'''
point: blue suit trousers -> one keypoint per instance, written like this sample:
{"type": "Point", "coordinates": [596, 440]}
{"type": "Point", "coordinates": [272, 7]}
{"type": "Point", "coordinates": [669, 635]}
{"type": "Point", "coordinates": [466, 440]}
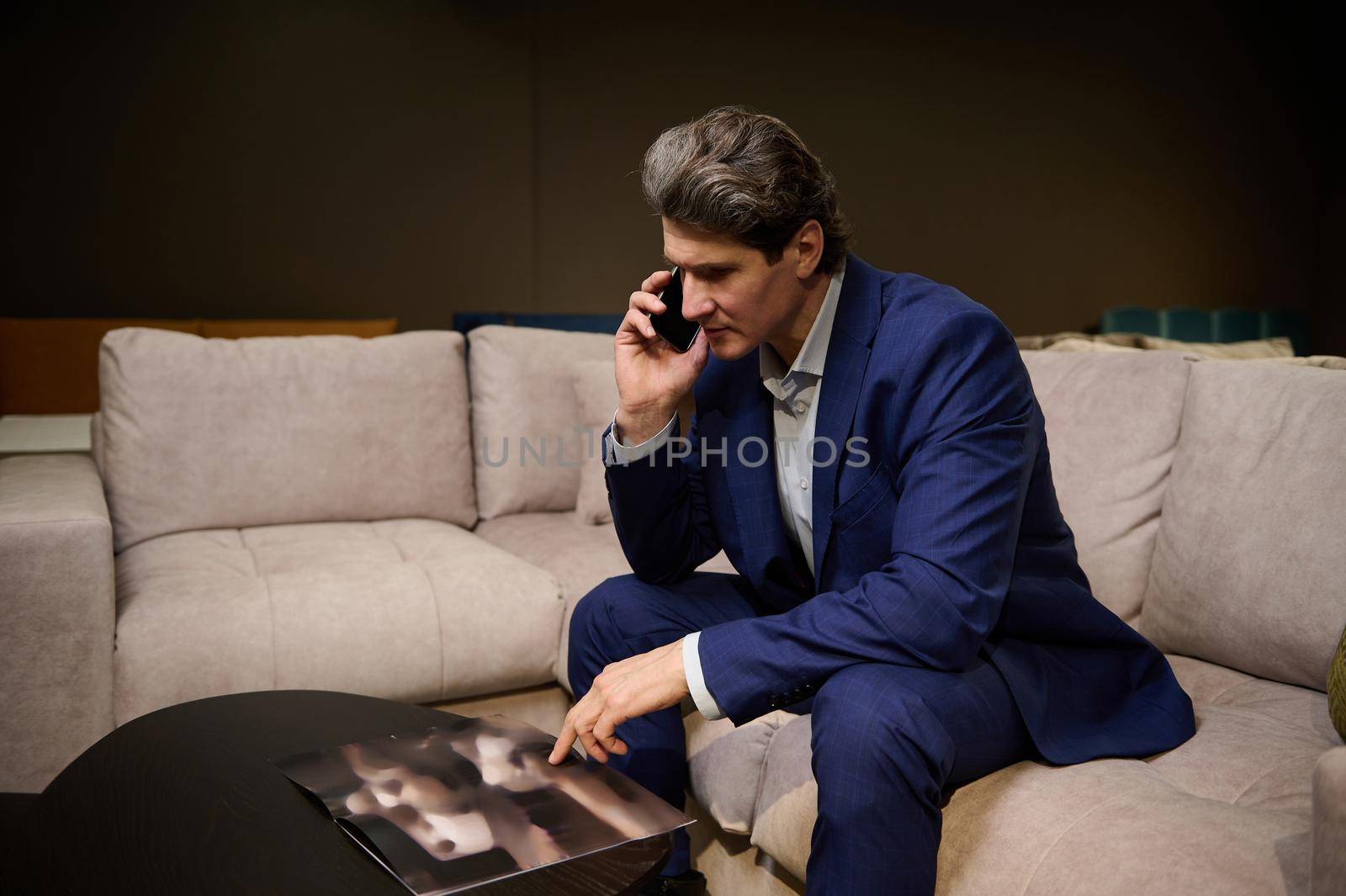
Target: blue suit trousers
{"type": "Point", "coordinates": [890, 743]}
'''
ACTIVITY
The pictures in the data should be omitted, and every remaining line set down exactly.

SOLUTION
point: blue suit trousers -> one keypoint per instance, written like this sample:
{"type": "Point", "coordinates": [596, 440]}
{"type": "Point", "coordinates": [272, 7]}
{"type": "Point", "coordinates": [669, 635]}
{"type": "Point", "coordinates": [466, 440]}
Target: blue suit trousers
{"type": "Point", "coordinates": [890, 743]}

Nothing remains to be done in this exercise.